=== What you are asked to do ===
Pictures do not belong in the copy, so please give every entry below again exactly.

=== Stored data ===
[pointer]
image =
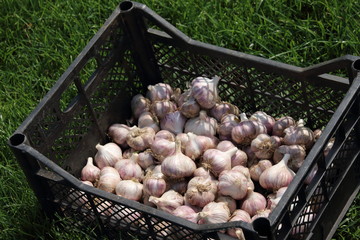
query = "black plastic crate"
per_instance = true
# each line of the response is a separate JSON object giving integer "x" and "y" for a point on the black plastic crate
{"x": 135, "y": 48}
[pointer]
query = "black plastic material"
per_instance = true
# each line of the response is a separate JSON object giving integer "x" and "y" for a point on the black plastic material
{"x": 135, "y": 48}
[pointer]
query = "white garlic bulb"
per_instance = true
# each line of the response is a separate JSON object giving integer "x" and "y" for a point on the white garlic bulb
{"x": 90, "y": 172}
{"x": 178, "y": 165}
{"x": 107, "y": 155}
{"x": 277, "y": 176}
{"x": 201, "y": 191}
{"x": 130, "y": 189}
{"x": 233, "y": 183}
{"x": 109, "y": 178}
{"x": 214, "y": 212}
{"x": 201, "y": 125}
{"x": 205, "y": 91}
{"x": 169, "y": 201}
{"x": 140, "y": 138}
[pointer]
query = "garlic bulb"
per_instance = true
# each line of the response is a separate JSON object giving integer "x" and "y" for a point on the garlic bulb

=== Reply to the exercise ===
[pointer]
image =
query = "black plastic crate"
per_instance = true
# each line of the response is a separate JSON object giving integer "x" and "y" for a point on the black plastic crate
{"x": 135, "y": 48}
[pointer]
query = "black plastic material"
per_instance = true
# each line of the response is a separate JSON object giving integer "x" and "y" for a point on the black plastic material
{"x": 135, "y": 48}
[pointer]
query = "white garlic bulb"
per_instance = true
# each line of the response is a separate JSON object giving integer "x" and "y" for a point on the white garlic bulb
{"x": 90, "y": 172}
{"x": 178, "y": 165}
{"x": 107, "y": 155}
{"x": 277, "y": 176}
{"x": 201, "y": 191}
{"x": 130, "y": 189}
{"x": 233, "y": 183}
{"x": 109, "y": 178}
{"x": 214, "y": 212}
{"x": 201, "y": 125}
{"x": 205, "y": 91}
{"x": 169, "y": 201}
{"x": 140, "y": 138}
[pointer]
query = "garlic bulb"
per_instance = true
# each line of the response is a separate JSON object giving integer "x" and "y" for a point on the garlic bulb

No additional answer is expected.